=== Begin Enclosure ===
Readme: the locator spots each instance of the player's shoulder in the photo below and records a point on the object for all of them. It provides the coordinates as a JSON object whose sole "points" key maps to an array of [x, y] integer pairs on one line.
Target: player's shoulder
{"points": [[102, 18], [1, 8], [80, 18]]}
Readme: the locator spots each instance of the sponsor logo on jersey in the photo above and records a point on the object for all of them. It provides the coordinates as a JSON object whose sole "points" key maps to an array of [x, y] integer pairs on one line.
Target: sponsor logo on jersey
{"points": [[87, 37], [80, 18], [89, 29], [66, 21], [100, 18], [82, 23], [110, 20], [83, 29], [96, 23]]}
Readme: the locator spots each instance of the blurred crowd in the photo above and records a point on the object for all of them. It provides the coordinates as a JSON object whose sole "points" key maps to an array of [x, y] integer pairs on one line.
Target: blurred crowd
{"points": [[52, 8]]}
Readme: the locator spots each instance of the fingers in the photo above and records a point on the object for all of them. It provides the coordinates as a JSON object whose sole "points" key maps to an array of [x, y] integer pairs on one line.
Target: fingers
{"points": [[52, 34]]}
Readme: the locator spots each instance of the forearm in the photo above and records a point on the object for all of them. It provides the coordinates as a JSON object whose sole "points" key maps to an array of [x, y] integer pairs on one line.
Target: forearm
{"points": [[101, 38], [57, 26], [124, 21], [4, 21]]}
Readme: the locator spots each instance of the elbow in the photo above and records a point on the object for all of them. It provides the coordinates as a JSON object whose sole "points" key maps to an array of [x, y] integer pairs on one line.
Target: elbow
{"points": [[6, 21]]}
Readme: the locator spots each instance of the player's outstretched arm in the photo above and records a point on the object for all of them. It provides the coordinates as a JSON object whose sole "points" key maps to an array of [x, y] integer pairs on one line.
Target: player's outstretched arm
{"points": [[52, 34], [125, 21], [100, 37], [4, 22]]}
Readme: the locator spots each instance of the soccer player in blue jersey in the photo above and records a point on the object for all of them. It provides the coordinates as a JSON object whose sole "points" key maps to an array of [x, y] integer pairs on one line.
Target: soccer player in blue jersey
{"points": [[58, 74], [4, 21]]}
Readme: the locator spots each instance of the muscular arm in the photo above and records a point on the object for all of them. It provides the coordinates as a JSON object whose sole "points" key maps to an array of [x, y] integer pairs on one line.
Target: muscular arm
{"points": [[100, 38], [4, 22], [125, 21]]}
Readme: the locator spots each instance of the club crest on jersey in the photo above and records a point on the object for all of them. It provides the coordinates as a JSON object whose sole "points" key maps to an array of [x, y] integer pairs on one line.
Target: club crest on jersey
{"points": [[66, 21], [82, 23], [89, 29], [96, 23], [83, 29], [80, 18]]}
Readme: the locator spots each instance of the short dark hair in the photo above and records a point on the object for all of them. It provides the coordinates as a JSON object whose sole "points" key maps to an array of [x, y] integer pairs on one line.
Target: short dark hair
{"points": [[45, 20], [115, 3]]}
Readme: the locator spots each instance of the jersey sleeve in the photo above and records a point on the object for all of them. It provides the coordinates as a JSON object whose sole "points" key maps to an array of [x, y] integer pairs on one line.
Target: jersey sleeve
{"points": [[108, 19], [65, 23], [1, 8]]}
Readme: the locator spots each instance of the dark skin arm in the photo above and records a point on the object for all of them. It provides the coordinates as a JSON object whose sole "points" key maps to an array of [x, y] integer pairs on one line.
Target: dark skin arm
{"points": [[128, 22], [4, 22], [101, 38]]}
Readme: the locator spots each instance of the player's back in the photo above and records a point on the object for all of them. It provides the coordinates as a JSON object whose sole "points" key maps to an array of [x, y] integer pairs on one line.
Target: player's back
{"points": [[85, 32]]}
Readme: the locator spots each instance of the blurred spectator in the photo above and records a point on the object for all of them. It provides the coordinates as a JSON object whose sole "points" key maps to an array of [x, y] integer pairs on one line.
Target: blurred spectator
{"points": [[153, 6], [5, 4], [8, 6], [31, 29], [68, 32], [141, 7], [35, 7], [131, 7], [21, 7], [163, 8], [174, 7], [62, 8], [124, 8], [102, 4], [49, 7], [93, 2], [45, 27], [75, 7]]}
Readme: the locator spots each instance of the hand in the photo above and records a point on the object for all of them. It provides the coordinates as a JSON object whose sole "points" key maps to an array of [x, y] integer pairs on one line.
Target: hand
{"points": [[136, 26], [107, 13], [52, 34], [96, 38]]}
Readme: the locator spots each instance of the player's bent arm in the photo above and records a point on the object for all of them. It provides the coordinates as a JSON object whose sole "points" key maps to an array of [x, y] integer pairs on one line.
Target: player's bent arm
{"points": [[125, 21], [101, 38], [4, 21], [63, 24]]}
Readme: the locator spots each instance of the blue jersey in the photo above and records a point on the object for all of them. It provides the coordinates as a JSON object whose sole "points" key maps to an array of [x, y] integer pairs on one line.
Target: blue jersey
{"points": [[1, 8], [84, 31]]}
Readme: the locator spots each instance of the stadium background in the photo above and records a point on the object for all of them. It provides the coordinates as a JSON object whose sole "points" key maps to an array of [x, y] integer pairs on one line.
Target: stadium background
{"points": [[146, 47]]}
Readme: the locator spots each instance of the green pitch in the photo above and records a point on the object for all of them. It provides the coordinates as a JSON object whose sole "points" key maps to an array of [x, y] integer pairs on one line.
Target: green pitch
=== End Enclosure ===
• **Work required**: Pull from the data each line where the string "green" turns up.

• **Reply**:
Readme: the locator spots each instance of the green pitch in the photo above and records a point on the object for all of them. It provides the coordinates as a JSON object whose sole "points" key maps to an array of [x, y] integer pairs on one line.
Target: green pitch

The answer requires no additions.